# Exercise A
According to the player passage, what position did Byron Jones play before switching to cornerback in 2013?
# Exercise B
Write out the player passage between "Watch Coleman's highlight" and "to tackle him.", inclusive.
# Exercise C
Translate this sentence from the player passage into Spanish: "On one memorable run, he breezed by players in Iowa's secondary who were in position to tackle him."

# Selected text
[Start of Attachment]

Asked to describe his best assets, Coleman said, "My speed, size, burst and my vision and my ability to hit the holes fast."
Watch Coleman's highlight tape and it's easy to see all of those qualities. In a loss to Iowa last season, he tormented the Hawkeyes' defense, rushing for 219 yards — 197 of which came on three carries.
On one memorable run, he breezed by players in Iowa's secondary who were in position to tackle him.
This performance came a week after he says he broke the sesamoid bone in his right foot. Nursing the injury, Coleman pressed on and waited until after the season to have surgery, sacrificing a chance to participate in the combine as a result.
Byron Jones has emerged on fans' radar big time of late. He is beginning to look like the real deal, and could be a multiple threat player for the defense.
Before he switched to cornerback in 2013, Jones was a 12-game starter at safety. He's got the versatility to play both positions, though the Cowboys would likely expect him to claim one of the top three cornerback jobs. Regardless of how it would shake out, he'd create some depth at the cornerback spot.

[End of Attachment]

[Items contained in a dataset]
[Start of Attachment]

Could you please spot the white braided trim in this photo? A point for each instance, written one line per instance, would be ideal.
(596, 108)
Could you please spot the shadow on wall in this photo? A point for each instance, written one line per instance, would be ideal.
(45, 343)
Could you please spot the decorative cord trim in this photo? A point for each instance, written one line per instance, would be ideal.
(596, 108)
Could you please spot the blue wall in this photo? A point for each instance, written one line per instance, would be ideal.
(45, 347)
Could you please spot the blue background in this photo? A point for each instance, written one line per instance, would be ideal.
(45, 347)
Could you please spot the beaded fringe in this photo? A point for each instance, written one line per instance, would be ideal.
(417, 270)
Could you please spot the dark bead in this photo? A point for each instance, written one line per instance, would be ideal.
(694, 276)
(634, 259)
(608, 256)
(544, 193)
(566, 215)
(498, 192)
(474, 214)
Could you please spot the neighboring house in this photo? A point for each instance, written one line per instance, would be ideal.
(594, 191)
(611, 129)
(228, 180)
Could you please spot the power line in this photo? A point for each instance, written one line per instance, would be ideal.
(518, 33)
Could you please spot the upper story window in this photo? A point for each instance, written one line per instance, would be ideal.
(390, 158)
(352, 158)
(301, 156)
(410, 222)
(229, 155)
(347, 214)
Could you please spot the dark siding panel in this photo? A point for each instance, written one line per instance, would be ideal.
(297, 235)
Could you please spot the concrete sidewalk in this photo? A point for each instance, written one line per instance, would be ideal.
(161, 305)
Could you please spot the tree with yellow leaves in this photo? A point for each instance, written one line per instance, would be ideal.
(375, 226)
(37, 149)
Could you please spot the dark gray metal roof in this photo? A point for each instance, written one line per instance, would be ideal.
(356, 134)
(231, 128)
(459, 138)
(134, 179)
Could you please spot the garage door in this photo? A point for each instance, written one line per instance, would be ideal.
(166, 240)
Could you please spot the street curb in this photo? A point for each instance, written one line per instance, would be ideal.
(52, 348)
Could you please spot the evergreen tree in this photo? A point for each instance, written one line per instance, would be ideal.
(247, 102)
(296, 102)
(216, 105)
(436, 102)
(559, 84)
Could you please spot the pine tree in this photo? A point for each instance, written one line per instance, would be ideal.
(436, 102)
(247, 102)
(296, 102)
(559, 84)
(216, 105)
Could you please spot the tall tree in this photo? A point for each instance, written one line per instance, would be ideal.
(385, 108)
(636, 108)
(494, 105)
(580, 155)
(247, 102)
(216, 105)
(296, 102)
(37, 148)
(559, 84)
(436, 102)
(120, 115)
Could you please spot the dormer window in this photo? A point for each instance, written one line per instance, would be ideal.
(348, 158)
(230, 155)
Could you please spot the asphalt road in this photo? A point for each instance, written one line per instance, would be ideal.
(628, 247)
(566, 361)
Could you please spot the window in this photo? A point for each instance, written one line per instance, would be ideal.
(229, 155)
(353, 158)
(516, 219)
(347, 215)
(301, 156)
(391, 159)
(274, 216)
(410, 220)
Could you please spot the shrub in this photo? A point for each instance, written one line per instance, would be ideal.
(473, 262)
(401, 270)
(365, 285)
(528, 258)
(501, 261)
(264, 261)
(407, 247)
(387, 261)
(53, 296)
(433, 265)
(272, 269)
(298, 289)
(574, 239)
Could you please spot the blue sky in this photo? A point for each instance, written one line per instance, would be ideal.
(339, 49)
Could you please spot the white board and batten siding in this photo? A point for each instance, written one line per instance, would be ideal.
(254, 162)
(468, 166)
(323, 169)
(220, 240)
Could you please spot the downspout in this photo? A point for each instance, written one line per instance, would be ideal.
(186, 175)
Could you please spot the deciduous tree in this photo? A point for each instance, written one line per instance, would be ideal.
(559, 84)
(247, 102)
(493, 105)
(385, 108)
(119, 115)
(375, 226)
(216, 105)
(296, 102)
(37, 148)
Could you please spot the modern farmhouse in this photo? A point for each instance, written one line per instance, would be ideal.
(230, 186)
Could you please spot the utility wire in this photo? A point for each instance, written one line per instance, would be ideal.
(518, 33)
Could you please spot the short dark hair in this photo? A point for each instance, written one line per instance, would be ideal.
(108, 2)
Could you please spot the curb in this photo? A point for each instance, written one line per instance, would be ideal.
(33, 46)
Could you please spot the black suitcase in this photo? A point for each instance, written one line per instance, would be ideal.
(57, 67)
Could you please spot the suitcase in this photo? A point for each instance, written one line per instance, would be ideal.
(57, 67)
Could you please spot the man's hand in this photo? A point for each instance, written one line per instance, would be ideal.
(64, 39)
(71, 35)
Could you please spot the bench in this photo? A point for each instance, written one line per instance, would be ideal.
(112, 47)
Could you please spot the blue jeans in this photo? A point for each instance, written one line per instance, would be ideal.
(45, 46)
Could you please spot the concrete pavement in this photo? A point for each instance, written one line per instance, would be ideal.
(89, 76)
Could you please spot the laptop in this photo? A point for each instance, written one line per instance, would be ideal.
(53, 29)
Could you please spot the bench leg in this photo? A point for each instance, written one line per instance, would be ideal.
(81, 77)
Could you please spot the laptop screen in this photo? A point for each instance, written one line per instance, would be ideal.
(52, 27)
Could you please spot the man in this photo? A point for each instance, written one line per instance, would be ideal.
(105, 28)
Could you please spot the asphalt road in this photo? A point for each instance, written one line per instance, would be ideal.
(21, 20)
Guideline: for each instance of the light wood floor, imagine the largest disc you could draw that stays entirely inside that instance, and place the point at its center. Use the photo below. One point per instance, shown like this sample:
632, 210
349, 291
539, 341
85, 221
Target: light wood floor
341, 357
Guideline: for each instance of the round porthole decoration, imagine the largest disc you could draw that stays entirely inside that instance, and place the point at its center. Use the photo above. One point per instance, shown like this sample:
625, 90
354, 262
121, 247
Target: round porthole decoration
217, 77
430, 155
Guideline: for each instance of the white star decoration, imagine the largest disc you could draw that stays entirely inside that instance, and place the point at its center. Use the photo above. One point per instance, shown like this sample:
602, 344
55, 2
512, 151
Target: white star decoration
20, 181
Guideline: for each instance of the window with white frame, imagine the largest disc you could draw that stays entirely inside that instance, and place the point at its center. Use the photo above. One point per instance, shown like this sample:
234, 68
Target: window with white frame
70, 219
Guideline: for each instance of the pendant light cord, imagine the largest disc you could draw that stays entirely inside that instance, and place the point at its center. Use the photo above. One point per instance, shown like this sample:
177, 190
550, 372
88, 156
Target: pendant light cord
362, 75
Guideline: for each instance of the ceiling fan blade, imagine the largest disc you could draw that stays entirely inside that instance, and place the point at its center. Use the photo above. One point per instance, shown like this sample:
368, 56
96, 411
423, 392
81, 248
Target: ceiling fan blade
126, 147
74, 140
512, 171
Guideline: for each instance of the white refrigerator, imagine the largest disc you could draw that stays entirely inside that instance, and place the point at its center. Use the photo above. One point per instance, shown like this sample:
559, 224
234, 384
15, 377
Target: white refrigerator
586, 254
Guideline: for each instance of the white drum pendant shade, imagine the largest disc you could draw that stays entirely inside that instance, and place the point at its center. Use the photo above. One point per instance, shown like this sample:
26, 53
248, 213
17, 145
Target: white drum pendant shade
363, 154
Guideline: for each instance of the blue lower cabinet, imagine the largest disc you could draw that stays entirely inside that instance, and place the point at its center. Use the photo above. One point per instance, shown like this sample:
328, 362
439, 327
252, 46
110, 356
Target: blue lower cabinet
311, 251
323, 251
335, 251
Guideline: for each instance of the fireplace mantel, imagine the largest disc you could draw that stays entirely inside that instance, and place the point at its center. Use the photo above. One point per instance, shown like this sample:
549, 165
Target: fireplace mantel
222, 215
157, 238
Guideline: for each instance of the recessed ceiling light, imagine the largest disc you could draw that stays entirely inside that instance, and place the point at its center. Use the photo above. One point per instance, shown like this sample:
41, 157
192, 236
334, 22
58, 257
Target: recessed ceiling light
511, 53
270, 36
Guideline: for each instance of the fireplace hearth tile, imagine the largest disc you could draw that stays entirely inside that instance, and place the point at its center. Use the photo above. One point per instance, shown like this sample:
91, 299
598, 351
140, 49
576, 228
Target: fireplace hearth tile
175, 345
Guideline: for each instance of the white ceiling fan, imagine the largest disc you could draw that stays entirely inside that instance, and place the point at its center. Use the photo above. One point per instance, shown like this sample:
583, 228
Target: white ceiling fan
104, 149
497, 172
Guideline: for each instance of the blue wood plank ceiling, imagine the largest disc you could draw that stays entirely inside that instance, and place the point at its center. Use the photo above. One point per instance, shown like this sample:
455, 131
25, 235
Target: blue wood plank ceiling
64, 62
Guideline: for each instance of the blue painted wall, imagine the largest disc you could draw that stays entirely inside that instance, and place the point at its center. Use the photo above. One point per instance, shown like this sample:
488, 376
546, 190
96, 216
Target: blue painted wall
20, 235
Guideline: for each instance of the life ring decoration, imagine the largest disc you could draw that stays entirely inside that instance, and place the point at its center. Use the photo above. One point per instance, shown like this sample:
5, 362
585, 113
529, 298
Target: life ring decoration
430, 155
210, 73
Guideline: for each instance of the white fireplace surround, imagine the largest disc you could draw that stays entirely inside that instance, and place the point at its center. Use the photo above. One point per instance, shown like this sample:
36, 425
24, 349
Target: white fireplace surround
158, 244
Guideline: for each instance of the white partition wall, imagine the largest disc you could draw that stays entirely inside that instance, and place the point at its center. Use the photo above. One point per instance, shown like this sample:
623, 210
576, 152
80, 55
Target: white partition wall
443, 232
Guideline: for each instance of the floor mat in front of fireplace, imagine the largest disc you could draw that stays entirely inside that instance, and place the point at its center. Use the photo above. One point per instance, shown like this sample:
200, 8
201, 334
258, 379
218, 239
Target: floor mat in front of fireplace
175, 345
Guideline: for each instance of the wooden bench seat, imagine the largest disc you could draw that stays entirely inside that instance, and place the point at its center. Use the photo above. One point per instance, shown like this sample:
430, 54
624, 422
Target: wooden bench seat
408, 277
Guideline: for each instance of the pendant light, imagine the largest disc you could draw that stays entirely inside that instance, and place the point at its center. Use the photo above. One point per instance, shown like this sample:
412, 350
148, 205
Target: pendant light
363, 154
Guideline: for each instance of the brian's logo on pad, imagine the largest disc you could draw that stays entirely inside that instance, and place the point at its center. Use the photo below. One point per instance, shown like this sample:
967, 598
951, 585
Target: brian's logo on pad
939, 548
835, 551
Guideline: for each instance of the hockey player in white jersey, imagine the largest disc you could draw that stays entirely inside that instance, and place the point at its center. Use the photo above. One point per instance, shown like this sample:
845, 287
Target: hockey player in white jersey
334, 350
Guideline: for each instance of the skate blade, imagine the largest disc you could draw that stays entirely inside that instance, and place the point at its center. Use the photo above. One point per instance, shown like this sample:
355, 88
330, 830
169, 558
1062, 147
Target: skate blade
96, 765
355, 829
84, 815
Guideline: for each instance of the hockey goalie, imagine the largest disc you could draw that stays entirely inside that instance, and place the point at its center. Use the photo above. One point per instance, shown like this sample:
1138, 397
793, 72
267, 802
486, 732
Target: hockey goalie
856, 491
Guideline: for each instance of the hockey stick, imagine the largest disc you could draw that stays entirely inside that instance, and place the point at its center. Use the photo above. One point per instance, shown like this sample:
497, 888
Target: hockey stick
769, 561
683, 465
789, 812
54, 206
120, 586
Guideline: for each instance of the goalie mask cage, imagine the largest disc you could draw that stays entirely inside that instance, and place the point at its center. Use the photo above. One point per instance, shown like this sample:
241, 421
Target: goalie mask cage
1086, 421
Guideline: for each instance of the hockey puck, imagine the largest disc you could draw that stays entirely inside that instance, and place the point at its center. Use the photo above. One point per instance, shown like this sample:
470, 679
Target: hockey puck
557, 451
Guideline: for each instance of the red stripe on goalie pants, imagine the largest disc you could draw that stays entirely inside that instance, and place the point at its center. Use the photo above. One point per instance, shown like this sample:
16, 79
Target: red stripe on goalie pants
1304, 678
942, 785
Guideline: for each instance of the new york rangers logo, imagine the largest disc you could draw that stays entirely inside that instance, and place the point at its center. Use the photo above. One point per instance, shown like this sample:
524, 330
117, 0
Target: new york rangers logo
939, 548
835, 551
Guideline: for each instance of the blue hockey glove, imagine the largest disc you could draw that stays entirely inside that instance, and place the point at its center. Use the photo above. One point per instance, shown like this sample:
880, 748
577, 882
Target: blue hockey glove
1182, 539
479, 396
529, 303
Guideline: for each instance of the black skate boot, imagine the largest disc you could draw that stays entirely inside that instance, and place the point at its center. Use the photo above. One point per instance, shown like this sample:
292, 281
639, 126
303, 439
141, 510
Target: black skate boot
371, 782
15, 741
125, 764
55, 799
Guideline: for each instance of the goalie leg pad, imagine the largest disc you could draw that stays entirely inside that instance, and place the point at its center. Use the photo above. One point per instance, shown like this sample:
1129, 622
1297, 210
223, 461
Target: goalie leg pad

[End of Attachment]

# Exercise response A
Safety

# Exercise response B
Watch Coleman's highlight tape and it's easy to see all of those qualities. In a loss to Iowa last season, he tormented the Hawkeyes' defense, rushing for 219 yards — 197 of which came on three carries.
On one memorable run, he breezed by players in Iowa's secondary who were in position to tackle him.

# Exercise response C
En una carrera memorable, pasó con facilidad junto a jugadores de la secundaria de Iowa que estaban en posición de taclearlo.